---------- Source data ----------

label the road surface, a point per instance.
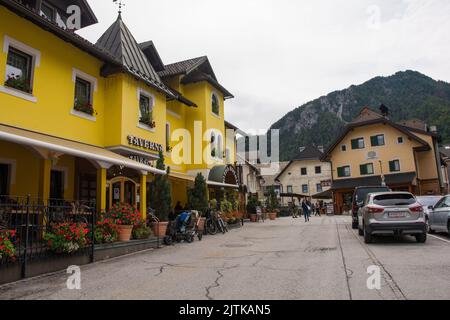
(282, 260)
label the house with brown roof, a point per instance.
(373, 150)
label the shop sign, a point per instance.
(326, 183)
(145, 144)
(141, 160)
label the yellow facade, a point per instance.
(392, 150)
(49, 110)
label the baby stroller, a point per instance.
(184, 227)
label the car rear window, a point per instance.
(426, 202)
(394, 200)
(361, 194)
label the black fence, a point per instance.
(45, 232)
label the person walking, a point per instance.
(294, 211)
(318, 210)
(306, 210)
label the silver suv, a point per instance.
(439, 216)
(392, 213)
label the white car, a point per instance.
(439, 217)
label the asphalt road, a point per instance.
(282, 260)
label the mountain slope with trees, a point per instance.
(408, 95)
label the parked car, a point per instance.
(439, 217)
(428, 202)
(359, 195)
(392, 213)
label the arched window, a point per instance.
(215, 105)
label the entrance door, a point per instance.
(57, 185)
(4, 173)
(123, 190)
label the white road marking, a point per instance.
(430, 235)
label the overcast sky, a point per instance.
(275, 55)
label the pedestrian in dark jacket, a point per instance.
(305, 209)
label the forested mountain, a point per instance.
(407, 94)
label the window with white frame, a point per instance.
(168, 147)
(146, 103)
(21, 62)
(85, 85)
(215, 104)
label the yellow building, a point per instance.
(373, 150)
(305, 176)
(82, 121)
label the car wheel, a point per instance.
(367, 236)
(421, 238)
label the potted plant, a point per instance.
(162, 200)
(7, 248)
(106, 231)
(252, 207)
(66, 237)
(125, 216)
(272, 204)
(18, 82)
(141, 231)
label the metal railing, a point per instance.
(32, 218)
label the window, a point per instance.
(19, 68)
(219, 146)
(344, 172)
(358, 143)
(48, 11)
(4, 179)
(305, 189)
(213, 145)
(394, 166)
(443, 203)
(83, 96)
(377, 141)
(146, 103)
(168, 147)
(394, 199)
(319, 188)
(215, 105)
(367, 169)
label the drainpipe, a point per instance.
(438, 165)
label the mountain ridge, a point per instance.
(408, 94)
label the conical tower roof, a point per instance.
(120, 43)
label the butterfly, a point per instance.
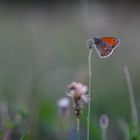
(104, 45)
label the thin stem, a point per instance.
(132, 98)
(103, 134)
(89, 93)
(78, 129)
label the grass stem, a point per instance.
(89, 93)
(132, 98)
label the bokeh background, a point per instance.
(43, 48)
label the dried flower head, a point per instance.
(104, 121)
(77, 92)
(63, 105)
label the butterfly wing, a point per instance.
(103, 49)
(111, 41)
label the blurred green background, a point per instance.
(43, 48)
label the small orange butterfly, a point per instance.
(104, 45)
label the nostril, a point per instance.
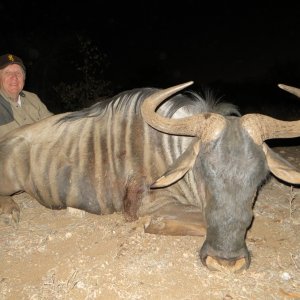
(225, 263)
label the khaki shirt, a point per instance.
(31, 110)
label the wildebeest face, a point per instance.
(233, 167)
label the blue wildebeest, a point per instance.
(194, 166)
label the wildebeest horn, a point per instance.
(206, 125)
(261, 127)
(290, 89)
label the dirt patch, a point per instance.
(62, 255)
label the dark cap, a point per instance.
(9, 59)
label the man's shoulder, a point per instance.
(28, 94)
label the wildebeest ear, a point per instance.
(178, 169)
(280, 167)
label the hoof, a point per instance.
(9, 210)
(226, 266)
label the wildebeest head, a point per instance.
(230, 156)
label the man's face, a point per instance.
(12, 79)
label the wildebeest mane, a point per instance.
(190, 101)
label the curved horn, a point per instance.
(261, 127)
(189, 126)
(290, 89)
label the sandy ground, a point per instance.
(67, 255)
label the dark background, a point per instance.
(241, 50)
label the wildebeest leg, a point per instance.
(9, 207)
(177, 219)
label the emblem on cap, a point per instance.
(10, 57)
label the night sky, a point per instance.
(150, 43)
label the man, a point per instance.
(17, 107)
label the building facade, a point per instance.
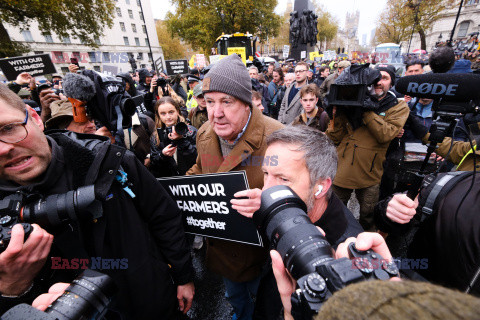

----------

What needs to be done:
Give back every entry above word for word, leaving out the pictures.

Response below:
label the road surface, a point per instance.
(282, 260)
label the house with brown roof, a point per instance.
(373, 150)
label the shop sign, a point per instance.
(326, 183)
(145, 144)
(141, 160)
label the yellow facade, a point per instance.
(392, 150)
(49, 110)
label the baby stroller, a point per instance.
(184, 227)
label the car rear window, a point per instance.
(426, 202)
(394, 200)
(361, 194)
label the black fence, a point per instance.
(45, 232)
label the person walking, a point per instance.
(294, 211)
(318, 210)
(306, 210)
label the silver suv, a point per instance.
(439, 216)
(392, 213)
label the white car, a point per instance.
(439, 217)
label the asphalt road, a point per instance.
(282, 260)
label the mountain slope with trees, a point per instance.
(408, 95)
label the parked car, a point per instance.
(439, 217)
(428, 202)
(359, 195)
(392, 213)
label the arched window, a point per instance.
(215, 105)
label the entrance door, a point per instance.
(57, 185)
(4, 173)
(123, 190)
label the white road marking, a point per instance.
(430, 235)
label the overcast sky, a point per instance.
(275, 55)
label the pedestrian in dark jacket, a point per instance.
(305, 209)
label the forested mountain, a point per instance.
(407, 94)
label the window with white frame, a point per instance.
(168, 147)
(146, 103)
(21, 62)
(85, 85)
(215, 104)
label the yellow building, a point per instance.
(373, 150)
(305, 176)
(82, 121)
label the car wheel, a point per instance.
(367, 236)
(421, 238)
label the potted plant, a point per instance.
(162, 200)
(7, 248)
(106, 231)
(252, 207)
(66, 237)
(125, 216)
(272, 204)
(18, 82)
(141, 231)
label the metal railing, a point per instance.
(32, 218)
label the window, a point per instance.
(19, 68)
(219, 146)
(344, 172)
(358, 143)
(48, 11)
(4, 179)
(305, 189)
(213, 145)
(394, 166)
(443, 203)
(83, 96)
(377, 141)
(146, 103)
(168, 147)
(394, 199)
(319, 188)
(215, 105)
(367, 169)
label the drainpipe, a point per instance.
(438, 165)
label the mountain ridge, a point per instance.
(408, 94)
label the conical tower roof, a point per instance.
(120, 43)
label the butterfly, a point per instance.
(104, 45)
label the thin stem, a point per instance.
(132, 98)
(103, 134)
(89, 93)
(78, 129)
label the grass stem, a point per instance.
(89, 93)
(132, 98)
label the bokeh background, a point per instance.
(43, 48)
label the dried flower head, a point per instance.
(104, 121)
(77, 92)
(63, 105)
label the butterfly wing, a point per instance.
(103, 49)
(111, 41)
label the blurred green background, a point per instance.
(43, 48)
label the small orange butterfly, a point per instance.
(104, 45)
label the nostril, a point per instance.
(225, 263)
label the khaki shirt, a point per instance.
(31, 110)
label the wildebeest face, a point per instance.
(233, 167)
label the blue wildebeest, a point per instance.
(194, 166)
label the wildebeest horn, a point per instance.
(206, 125)
(261, 127)
(290, 89)
label the dirt patch, a point per instance.
(62, 255)
label the dark cap, a point per instance.
(9, 59)
label the man's shoulder, a point per instance.
(28, 94)
label the wildebeest ear, a point per instance.
(178, 169)
(280, 167)
label the hoof, a point per instance.
(9, 210)
(226, 266)
label the wildebeest head, a point per instance.
(230, 156)
label the man's face, a point per instance.
(12, 79)
label the wildebeest mane, a point per instance.
(190, 101)
label the curved horn, a point per instance.
(261, 127)
(189, 126)
(290, 89)
label the sandy ground, a point per instance.
(67, 255)
label the dark background, a point per instance.
(241, 50)
label the wildebeest leg, a point per instance.
(9, 207)
(177, 219)
label the emblem on cap, a point per instance.
(10, 57)
label the night sky, a point per instance.
(150, 43)
label the man, a point per instance.
(17, 107)
label the building facade, a point per instance.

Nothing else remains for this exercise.